=== Task objective ===
When you write out the material, keep every line exactly as it is.

=== Material for the task ===
-- Opening Marker --

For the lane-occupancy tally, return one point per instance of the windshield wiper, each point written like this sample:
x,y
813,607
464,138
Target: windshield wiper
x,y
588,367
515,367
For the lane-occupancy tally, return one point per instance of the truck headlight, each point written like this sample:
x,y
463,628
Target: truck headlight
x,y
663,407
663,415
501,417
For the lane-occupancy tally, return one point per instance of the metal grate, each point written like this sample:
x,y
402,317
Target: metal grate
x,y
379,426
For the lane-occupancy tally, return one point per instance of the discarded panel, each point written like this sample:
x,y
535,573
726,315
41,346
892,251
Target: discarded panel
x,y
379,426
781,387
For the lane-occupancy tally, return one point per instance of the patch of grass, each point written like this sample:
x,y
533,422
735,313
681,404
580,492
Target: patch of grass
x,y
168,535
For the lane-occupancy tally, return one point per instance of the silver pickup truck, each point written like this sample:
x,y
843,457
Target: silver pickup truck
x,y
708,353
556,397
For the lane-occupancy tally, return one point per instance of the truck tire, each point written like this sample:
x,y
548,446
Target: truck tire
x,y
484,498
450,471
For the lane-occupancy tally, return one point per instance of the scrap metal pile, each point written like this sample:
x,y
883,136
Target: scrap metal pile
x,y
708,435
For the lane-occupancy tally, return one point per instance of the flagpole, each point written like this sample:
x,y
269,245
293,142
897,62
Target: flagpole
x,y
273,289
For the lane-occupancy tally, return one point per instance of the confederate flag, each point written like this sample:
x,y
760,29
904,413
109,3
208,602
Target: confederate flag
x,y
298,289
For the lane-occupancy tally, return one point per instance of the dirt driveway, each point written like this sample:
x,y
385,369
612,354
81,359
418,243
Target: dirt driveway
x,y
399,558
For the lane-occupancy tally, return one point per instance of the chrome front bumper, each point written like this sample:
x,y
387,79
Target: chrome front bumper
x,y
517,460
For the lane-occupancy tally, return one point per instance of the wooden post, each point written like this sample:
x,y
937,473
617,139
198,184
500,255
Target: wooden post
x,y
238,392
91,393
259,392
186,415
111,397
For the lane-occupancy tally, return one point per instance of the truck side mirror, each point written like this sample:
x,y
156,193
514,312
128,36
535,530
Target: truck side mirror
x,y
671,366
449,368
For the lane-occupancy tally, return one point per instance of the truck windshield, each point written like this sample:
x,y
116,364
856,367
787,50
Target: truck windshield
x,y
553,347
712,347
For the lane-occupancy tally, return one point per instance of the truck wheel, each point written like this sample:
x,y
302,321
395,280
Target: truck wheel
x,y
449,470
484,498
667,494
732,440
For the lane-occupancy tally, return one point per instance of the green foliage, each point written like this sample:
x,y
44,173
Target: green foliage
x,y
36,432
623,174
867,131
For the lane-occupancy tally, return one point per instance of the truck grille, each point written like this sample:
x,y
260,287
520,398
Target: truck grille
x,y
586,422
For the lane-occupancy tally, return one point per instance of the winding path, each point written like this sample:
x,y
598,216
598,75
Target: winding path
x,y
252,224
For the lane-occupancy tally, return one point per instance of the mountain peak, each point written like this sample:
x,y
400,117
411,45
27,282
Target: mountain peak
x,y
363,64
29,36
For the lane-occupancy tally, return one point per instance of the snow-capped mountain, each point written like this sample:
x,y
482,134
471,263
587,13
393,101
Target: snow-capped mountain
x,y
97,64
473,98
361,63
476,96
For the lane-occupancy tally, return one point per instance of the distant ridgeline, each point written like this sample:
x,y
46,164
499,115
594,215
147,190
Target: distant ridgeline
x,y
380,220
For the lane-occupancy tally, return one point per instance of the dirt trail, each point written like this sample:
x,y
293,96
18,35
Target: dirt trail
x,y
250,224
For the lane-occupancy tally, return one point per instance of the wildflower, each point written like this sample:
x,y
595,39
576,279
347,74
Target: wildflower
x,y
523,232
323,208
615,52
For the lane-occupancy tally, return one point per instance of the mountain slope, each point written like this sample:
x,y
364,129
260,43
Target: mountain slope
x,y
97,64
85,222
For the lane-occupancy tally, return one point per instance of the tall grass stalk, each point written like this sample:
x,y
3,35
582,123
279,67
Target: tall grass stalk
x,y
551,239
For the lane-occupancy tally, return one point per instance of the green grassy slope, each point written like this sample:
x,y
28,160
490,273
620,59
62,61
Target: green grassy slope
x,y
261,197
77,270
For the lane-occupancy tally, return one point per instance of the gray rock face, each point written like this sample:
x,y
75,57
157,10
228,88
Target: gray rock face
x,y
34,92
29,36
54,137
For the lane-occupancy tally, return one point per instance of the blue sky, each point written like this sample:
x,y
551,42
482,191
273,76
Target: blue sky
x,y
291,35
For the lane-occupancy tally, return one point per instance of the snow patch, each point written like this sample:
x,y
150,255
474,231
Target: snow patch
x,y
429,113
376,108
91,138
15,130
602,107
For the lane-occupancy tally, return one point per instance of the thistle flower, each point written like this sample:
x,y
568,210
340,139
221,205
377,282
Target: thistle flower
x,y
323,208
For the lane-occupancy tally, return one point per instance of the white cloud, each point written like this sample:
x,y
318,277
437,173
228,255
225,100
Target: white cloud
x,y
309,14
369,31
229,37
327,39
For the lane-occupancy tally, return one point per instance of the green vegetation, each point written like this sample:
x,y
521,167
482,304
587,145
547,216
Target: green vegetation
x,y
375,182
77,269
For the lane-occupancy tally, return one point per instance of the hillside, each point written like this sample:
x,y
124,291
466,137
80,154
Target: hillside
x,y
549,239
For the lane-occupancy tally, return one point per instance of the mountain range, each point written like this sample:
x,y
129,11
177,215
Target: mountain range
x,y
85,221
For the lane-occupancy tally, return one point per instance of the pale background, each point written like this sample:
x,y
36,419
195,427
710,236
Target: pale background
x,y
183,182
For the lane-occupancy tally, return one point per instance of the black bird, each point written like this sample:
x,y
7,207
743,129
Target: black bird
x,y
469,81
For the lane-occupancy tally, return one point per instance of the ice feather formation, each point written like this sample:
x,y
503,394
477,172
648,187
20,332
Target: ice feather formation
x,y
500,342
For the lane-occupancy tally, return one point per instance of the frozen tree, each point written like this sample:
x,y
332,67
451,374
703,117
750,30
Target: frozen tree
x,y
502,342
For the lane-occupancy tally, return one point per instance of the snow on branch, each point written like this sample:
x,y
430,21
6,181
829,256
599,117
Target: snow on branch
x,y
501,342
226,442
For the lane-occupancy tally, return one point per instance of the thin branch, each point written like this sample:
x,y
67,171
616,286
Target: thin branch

-- Closing Marker --

=== Task answer ===
For the lane-occupancy tally, return one point per instance of the windshield wiper, each point written like this sample:
x,y
813,607
464,138
Target: windshield wiper
x,y
588,367
515,367
For the lane-occupancy tally, return one point per instance of the truck headlight, each point written like this sample:
x,y
463,628
Target: truck headlight
x,y
663,407
663,415
501,417
For the lane-occupancy tally, return one point per instance of the metal grate, each point written like this sample:
x,y
402,317
Target: metal grate
x,y
379,426
For the lane-occupancy tally, return one point per instance of the discarded panel, each point written like this sample:
x,y
535,573
726,315
41,346
892,251
Target: discarded panel
x,y
379,426
781,387
For the lane-occupancy tally, return one point per instance of the patch of grass, each point written like this sample:
x,y
533,422
735,313
681,404
580,492
Target: patch of grass
x,y
168,535
For the lane-occupancy tally, return one point per instance of the silver pickup truck, each point written like this sample:
x,y
843,457
Target: silver pickup truck
x,y
708,353
556,397
For the lane-occupancy tally, return one point per instance of the truck tire, each point written like this sample:
x,y
548,446
Target: truck tire
x,y
484,498
450,471
For the lane-occupancy tally, return one point per instance of the scrap metal pile, each point written like this sample:
x,y
883,136
Target: scrap metal pile
x,y
708,435
For the lane-occupancy tally, return one point per instance of the flagpole, each point written like this sample:
x,y
269,245
293,142
897,62
Target: flagpole
x,y
273,289
For the lane-occupancy tally, return one point per instance of the confederate flag, each point written like this sample:
x,y
760,29
904,413
109,3
208,602
Target: confederate flag
x,y
298,289
For the lane-occupancy tally, return one point per instance of the dirt driveway, each point written like this sample:
x,y
385,369
612,354
81,359
418,243
Target: dirt driveway
x,y
399,558
For the lane-occupancy tally, return one point per instance of the chrome front bumper, each point written like this sample:
x,y
387,79
Target: chrome front bumper
x,y
517,460
For the lane-occupancy tally, return one point per instance of the wooden post, each point written like this sample:
x,y
937,473
617,139
198,184
500,255
Target: wooden post
x,y
238,392
91,393
259,392
186,415
111,397
For the lane-occupancy tally, return one point per instance of the truck side mirror, each point written like this sample:
x,y
156,193
514,312
128,36
535,530
Target: truck side mirror
x,y
671,366
449,368
For the lane-occupancy tally, return one point per instance of the truck windshield, each point written like this sample:
x,y
116,364
856,367
787,50
Target: truck windshield
x,y
553,347
712,347
For the lane-occupancy tally, return one point per instance of the truck wheel, each point written like this sample:
x,y
302,321
395,280
Target: truck wheel
x,y
449,470
484,498
667,494
732,440
For the lane-occupancy tally, return one point per instance of the green foliage, each point written like this sample:
x,y
44,173
Target: green foliage
x,y
36,432
623,174
867,131
For the lane-occupancy tally, return one point per instance of the truck grille, each point written like this sample:
x,y
260,287
520,398
Target: truck grille
x,y
586,422
For the lane-occupancy tally, return one point per instance of the winding path, each point written like this sample:
x,y
598,216
598,75
Target: winding path
x,y
252,224
For the lane-occupancy tally, return one point per instance of the mountain peak, each point written like this sample:
x,y
400,117
411,45
27,282
Target: mountain peak
x,y
363,64
29,36
For the lane-occupancy tally, return one point per instance of the snow-capped mountain, each point written like this sample:
x,y
482,134
471,263
587,13
393,101
Target: snow-capped mountain
x,y
97,64
473,98
361,63
476,96
For the lane-occupancy tally, return one point per instance of the distant ridgeline, each point written like this sample:
x,y
46,164
499,115
594,215
147,190
Target: distant ridgeline
x,y
380,220
For the lane-occupancy tally, return one point per instance of the dirt trail, each point written like this sample:
x,y
293,96
18,35
Target: dirt trail
x,y
250,224
For the lane-occupancy tally, return one point per instance of the wildflower, each point written like this sample:
x,y
595,39
576,279
347,74
Target: wildflower
x,y
523,232
323,208
615,52
For the lane-occupancy tally, return one point per instance of the mountain slope, each point written like this sample:
x,y
364,129
260,43
Target: mountain slope
x,y
97,64
85,222
For the lane-occupancy tally, return one point per instance of the tall grass stalk, each point written like this sample:
x,y
3,35
582,123
279,67
Target: tall grass stalk
x,y
551,239
For the lane-occupancy tally, return one point per instance of the green grassy slope, each point written like this sample:
x,y
28,160
490,273
620,59
62,61
Target: green grassy slope
x,y
261,197
77,270
For the lane-occupancy tally, return one point per instance of the gray rock face, each point written like this sample:
x,y
75,57
157,10
228,88
Target: gray rock face
x,y
34,92
29,36
54,137
For the lane-occupancy tally, return one point per instance of the blue sky, each point written like this sample:
x,y
551,42
482,191
273,76
Target: blue sky
x,y
291,35
For the lane-occupancy tally, return one point per instance of the snow patch, each point written like this sample:
x,y
150,255
474,231
Target: snow patch
x,y
429,113
376,108
91,138
15,130
602,107
For the lane-occupancy tally, return one point per instance of the thistle flower, each point written like this sample:
x,y
568,210
340,139
221,205
377,282
Target: thistle flower
x,y
323,208
For the lane-occupancy tally, return one point per instance of the white cloud, each point written like this sample:
x,y
318,277
437,173
228,255
225,100
Target: white cloud
x,y
309,14
369,31
229,37
327,39
For the lane-occupancy tally, return one point per instance of the green vegetation, each point written like this sample:
x,y
521,167
482,304
587,145
547,216
Target: green vegetation
x,y
375,182
77,269
For the lane-occupancy tally, return one point per instance of the hillside, each point written like this sample:
x,y
124,291
466,137
80,154
Target: hillside
x,y
549,239
For the lane-occupancy tally, return one point per instance of the mountain range, each point written like this sample:
x,y
129,11
177,215
Target: mountain range
x,y
85,221
For the lane-occupancy tally, return one point per instance of the pale background, each point written like this sample:
x,y
36,419
195,427
710,236
Target: pale background
x,y
183,182
For the lane-occupancy tally, return one point per instance of the black bird, each point written like this sample:
x,y
7,207
743,129
Target: black bird
x,y
469,81
For the lane-occupancy tally, return one point per instance of the ice feather formation, each point written like this sample:
x,y
503,394
477,172
648,187
20,332
Target: ice feather formation
x,y
500,342
For the lane-occupancy tally, return one point per instance of the frozen tree, each point written like this sample:
x,y
332,67
451,374
703,117
750,30
Target: frozen tree
x,y
502,342
For the lane-occupancy tally, return one point per instance of the snow on branch, each point written like this sample:
x,y
430,21
6,181
829,256
599,117
Target: snow on branch
x,y
501,342
226,442
For the lane-occupancy tally, return one point per instance of the thin branch, each point written like this sample:
x,y
67,171
616,286
Target: thin branch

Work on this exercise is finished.